◆ Data provided:
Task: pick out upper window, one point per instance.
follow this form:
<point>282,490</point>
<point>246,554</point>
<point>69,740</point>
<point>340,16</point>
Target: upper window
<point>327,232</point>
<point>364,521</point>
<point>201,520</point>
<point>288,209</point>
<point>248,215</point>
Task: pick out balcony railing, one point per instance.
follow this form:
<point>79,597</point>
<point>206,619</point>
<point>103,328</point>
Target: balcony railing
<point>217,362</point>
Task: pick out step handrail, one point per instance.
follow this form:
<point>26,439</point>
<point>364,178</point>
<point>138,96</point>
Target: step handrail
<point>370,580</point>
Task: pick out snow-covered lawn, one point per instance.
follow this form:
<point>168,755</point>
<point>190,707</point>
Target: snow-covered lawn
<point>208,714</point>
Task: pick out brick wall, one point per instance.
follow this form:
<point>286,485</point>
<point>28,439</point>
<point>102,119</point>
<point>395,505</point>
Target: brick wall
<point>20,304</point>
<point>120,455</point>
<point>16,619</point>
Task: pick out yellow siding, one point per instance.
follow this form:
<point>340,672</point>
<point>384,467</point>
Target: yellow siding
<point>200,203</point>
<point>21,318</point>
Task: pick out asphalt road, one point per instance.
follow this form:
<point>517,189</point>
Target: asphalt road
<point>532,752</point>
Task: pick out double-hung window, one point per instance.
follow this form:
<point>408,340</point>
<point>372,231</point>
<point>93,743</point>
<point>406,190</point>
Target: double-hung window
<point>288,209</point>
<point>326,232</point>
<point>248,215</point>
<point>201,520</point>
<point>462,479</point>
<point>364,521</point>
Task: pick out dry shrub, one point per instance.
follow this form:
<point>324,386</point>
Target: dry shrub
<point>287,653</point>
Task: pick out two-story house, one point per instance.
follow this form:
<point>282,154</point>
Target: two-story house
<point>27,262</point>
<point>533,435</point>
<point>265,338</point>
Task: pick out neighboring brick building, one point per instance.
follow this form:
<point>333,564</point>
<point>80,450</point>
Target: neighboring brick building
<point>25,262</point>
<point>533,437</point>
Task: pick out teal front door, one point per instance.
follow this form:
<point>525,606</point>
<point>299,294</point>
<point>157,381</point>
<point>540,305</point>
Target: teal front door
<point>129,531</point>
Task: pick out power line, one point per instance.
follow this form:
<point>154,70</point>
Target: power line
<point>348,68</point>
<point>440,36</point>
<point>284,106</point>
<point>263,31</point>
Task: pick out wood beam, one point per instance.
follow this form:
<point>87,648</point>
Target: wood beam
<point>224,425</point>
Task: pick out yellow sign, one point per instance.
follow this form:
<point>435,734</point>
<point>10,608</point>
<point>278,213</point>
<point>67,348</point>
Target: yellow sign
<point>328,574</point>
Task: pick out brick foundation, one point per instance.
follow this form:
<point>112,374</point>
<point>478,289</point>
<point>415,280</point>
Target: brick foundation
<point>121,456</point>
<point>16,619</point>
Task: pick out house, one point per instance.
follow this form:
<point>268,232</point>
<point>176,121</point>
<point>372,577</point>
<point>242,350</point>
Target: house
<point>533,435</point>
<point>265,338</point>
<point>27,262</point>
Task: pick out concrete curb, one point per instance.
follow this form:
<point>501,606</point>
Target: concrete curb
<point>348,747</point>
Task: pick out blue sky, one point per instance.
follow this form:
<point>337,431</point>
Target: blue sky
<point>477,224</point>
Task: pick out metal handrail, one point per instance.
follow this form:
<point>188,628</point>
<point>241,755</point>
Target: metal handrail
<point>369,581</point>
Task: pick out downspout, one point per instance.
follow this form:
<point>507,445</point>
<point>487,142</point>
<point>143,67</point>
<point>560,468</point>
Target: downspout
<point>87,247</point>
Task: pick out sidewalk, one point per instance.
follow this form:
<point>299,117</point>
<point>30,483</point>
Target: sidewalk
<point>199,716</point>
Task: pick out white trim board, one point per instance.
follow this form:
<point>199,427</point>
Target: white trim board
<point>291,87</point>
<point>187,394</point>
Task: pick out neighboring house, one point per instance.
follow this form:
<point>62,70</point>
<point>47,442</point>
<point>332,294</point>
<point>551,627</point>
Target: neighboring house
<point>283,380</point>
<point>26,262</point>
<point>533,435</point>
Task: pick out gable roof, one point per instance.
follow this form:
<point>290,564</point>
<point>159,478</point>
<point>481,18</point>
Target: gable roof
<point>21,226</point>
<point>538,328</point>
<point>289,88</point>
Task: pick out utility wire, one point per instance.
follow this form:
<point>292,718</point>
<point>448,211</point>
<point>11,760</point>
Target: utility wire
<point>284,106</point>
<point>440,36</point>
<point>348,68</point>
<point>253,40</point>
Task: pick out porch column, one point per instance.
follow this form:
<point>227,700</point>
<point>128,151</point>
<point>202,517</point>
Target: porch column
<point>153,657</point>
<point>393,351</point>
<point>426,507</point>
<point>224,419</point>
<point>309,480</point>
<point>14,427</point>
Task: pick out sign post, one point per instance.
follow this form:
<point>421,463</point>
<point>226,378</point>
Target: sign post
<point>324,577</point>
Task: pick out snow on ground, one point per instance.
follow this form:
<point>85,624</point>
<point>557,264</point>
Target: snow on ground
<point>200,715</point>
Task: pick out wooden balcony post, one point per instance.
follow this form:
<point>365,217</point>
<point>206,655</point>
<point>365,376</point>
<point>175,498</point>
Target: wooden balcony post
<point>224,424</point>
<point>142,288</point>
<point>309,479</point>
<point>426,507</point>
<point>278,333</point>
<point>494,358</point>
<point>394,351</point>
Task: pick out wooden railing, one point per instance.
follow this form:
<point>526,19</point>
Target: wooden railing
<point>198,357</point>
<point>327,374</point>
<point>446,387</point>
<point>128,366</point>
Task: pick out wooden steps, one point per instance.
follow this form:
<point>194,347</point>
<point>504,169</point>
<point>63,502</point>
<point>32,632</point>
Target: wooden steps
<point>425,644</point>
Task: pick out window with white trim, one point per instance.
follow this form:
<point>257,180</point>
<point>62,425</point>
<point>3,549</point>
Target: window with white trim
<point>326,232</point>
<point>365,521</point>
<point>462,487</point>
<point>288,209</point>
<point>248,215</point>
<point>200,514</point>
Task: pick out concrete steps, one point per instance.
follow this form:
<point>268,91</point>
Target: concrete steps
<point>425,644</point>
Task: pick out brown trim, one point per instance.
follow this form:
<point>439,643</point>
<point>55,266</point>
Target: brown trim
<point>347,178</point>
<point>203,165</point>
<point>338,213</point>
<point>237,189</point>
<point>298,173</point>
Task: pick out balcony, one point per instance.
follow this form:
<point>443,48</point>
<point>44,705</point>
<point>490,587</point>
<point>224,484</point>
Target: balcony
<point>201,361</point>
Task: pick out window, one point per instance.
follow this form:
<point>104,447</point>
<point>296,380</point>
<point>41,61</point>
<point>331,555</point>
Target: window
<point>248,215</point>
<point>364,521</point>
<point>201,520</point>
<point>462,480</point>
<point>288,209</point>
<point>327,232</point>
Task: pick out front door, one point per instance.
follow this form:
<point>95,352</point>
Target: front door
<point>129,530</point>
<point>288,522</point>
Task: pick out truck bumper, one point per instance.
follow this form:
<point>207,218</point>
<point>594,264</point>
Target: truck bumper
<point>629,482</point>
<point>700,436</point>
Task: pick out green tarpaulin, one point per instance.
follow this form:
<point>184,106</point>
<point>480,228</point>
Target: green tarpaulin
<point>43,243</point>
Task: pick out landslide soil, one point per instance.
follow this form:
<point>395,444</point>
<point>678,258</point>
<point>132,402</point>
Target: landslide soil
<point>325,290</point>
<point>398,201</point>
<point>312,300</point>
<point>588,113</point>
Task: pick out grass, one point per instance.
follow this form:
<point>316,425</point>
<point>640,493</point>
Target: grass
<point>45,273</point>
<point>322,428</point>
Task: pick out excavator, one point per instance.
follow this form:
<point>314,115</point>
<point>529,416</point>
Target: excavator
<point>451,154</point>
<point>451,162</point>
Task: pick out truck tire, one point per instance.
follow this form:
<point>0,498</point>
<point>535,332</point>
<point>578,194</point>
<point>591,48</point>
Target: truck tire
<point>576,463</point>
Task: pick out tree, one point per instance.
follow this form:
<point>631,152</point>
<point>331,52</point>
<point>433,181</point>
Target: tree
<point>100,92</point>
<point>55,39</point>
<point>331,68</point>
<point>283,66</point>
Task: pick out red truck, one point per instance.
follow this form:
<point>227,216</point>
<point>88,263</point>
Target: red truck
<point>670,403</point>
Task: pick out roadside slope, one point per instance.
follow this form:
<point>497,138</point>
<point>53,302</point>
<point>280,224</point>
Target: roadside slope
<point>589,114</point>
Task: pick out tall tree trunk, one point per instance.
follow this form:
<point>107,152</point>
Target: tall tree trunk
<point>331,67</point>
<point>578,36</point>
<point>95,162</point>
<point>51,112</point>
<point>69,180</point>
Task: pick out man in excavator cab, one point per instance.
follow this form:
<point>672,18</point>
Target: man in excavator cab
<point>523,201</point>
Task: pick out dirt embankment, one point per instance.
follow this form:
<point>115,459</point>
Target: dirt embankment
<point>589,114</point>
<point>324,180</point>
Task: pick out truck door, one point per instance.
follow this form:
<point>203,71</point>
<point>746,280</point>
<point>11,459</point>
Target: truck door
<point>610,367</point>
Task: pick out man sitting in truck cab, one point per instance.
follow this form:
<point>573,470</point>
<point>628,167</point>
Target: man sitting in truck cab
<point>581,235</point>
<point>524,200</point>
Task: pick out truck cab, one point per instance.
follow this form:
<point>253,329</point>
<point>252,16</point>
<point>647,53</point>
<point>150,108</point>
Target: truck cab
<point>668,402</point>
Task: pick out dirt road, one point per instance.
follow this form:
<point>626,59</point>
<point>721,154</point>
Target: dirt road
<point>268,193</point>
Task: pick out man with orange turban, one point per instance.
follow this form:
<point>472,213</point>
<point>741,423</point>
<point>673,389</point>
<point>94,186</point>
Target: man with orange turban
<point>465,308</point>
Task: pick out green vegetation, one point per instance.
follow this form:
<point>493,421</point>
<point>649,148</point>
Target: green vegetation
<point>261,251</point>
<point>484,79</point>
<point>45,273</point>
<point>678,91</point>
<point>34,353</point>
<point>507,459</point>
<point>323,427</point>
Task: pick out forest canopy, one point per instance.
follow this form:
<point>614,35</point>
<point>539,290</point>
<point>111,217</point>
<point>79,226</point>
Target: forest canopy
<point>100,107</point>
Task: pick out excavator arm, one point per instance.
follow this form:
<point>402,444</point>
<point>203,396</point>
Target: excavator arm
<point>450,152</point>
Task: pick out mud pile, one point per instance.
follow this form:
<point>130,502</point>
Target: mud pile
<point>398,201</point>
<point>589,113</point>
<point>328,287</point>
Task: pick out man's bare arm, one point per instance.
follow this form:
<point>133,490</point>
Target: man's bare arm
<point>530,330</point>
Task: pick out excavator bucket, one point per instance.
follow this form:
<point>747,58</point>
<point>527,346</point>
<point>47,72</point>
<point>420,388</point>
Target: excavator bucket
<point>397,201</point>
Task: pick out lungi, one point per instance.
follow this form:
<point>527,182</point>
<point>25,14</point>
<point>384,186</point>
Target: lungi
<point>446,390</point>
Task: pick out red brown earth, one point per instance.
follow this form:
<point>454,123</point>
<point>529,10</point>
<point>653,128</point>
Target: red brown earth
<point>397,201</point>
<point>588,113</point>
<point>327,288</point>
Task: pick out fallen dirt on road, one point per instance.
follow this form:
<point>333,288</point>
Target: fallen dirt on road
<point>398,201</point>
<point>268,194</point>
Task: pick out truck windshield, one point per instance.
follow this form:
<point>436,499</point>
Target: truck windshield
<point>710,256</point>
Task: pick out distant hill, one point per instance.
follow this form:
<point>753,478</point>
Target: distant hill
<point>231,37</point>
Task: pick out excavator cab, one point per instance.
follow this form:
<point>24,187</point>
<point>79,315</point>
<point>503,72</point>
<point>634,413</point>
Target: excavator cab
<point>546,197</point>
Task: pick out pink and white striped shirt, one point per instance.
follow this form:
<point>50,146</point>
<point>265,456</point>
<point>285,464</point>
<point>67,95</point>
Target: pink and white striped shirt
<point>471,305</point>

◆ What is being asked: Reproduce only the lines from the top of the material through the one bearing "Task: pick out step", each exactly as it stands.

◆ Solution:
Task: pick out upper window, one point per instance.
follow this form:
<point>282,490</point>
<point>246,554</point>
<point>69,740</point>
<point>340,16</point>
Target: upper window
<point>327,232</point>
<point>364,521</point>
<point>201,520</point>
<point>288,209</point>
<point>248,215</point>
Task: pick out balcony railing, one point per instance.
follow this form:
<point>79,597</point>
<point>206,619</point>
<point>103,328</point>
Target: balcony railing
<point>217,362</point>
Task: pick out step handrail, one point per instance.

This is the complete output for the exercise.